- **Your assignment**: Each entry in this listing needs to be written out again, word for word.

- **Data supplied**:

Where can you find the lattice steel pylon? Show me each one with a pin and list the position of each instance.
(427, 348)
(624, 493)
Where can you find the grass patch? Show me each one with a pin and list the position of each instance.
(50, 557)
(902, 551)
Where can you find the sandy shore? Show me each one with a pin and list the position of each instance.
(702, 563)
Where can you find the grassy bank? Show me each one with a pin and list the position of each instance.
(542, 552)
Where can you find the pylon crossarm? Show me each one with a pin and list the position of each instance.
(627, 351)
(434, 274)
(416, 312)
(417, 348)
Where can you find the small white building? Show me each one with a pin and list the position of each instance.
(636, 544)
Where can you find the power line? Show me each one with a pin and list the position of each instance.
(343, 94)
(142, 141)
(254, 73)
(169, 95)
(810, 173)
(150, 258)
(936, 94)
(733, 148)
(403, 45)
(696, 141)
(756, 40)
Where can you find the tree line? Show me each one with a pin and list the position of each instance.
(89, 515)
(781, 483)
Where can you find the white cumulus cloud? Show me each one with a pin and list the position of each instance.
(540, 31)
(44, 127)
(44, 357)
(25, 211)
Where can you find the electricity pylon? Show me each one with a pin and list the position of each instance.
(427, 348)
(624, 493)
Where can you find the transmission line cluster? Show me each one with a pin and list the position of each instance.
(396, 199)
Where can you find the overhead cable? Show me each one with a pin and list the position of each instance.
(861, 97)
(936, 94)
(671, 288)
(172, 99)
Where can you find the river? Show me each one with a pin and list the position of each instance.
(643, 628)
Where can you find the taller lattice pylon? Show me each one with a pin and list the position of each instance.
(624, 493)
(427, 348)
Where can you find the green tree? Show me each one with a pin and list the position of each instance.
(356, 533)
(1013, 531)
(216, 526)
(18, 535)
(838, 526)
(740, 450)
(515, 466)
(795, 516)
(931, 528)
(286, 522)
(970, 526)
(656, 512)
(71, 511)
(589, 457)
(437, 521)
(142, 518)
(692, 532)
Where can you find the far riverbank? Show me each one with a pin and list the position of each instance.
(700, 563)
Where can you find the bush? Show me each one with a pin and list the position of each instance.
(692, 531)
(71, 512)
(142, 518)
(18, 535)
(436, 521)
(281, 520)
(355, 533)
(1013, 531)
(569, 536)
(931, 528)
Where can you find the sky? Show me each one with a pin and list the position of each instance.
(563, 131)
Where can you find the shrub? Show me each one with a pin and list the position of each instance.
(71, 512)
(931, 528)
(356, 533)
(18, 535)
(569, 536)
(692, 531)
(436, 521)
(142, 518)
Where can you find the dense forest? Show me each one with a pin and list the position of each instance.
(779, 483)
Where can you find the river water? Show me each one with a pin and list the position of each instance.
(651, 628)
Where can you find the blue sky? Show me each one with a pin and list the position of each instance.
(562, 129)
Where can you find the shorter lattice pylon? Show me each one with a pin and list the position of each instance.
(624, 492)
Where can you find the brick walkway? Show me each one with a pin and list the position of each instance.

- **Exercise answer**:
Where can you find the lattice steel pylon? Show me each one with a pin and list the position of each instance.
(427, 348)
(624, 493)
Where can you find the grass patch? Show me each one with a pin and list the position of each instance.
(50, 557)
(902, 551)
Where can you find the sandy shore? Show me each one with a pin and list the position of each instance.
(702, 563)
Where can you find the grassy bank? Show me each one with a pin and list the position of each instance.
(542, 552)
Where can you find the pylon crossarm? Show me each one with a pin and list the position of each instance.
(627, 351)
(434, 274)
(416, 312)
(417, 348)
Where can you find the small white building? Show me each one with a pin and list the position of each instance.
(636, 544)
Where can you find the power line? Show me each one with a pin and list the position of each instance.
(343, 94)
(142, 141)
(254, 73)
(169, 95)
(810, 173)
(150, 258)
(936, 94)
(733, 148)
(403, 45)
(696, 141)
(756, 40)
Where can you find the tree line? Show me each one with a pin and list the position of each instance.
(89, 515)
(781, 483)
Where can you find the white cumulus cloud? Show me each one with a pin and list the position of each instance.
(540, 31)
(44, 127)
(44, 357)
(25, 211)
Where can you find the electricity pylon? Show me each one with a pin and list the position of each instance.
(427, 348)
(624, 493)
Where can you find the transmission line cluster? Show me each one with a pin and list the position of each instance.
(396, 199)
Where can you find the overhead cable? Show me each one with a pin and list the position of each instance.
(861, 97)
(936, 94)
(671, 288)
(172, 99)
Where can you find the river? Show me each one with a pin and list the position of each instance.
(643, 628)
Where can you find the taller lattice pylon? Show me each one with a pin and list the position of each instance.
(624, 493)
(427, 348)
Where can you find the green tree? Show me each one with a pin and list the position of each instance.
(356, 533)
(1013, 531)
(216, 526)
(18, 535)
(838, 526)
(740, 450)
(515, 466)
(795, 516)
(931, 528)
(286, 522)
(970, 526)
(656, 512)
(71, 511)
(589, 457)
(437, 521)
(142, 518)
(692, 532)
Where can you find the far riverbank? Show me each one with a pin and list the position of each instance.
(700, 563)
Where can you find the bush? Show me each one with a pin and list the position of each instance.
(692, 531)
(71, 512)
(142, 518)
(18, 535)
(436, 521)
(281, 520)
(355, 533)
(1013, 531)
(569, 536)
(931, 528)
Where can you find the sky? Show me each one with a pin and list the position of each instance.
(563, 131)
Where can you find the shrub? Show me each one with a pin and list the position of each instance.
(71, 512)
(931, 528)
(356, 533)
(18, 535)
(569, 536)
(692, 531)
(436, 521)
(142, 518)
Where can you find the dense forest? Show me each one with a pin and list the position of each instance.
(779, 483)
Where can you find the river water? Show me each one with a pin and list the position of each instance.
(651, 628)
Where can you find the blue sky? Show me each one with a pin and list the position of each instance.
(562, 129)
Where can you find the shorter lattice pylon? Show me each one with a pin and list the position of each instance.
(624, 492)
Where can you find the brick walkway? Show me each one with a pin and list the position of each instance.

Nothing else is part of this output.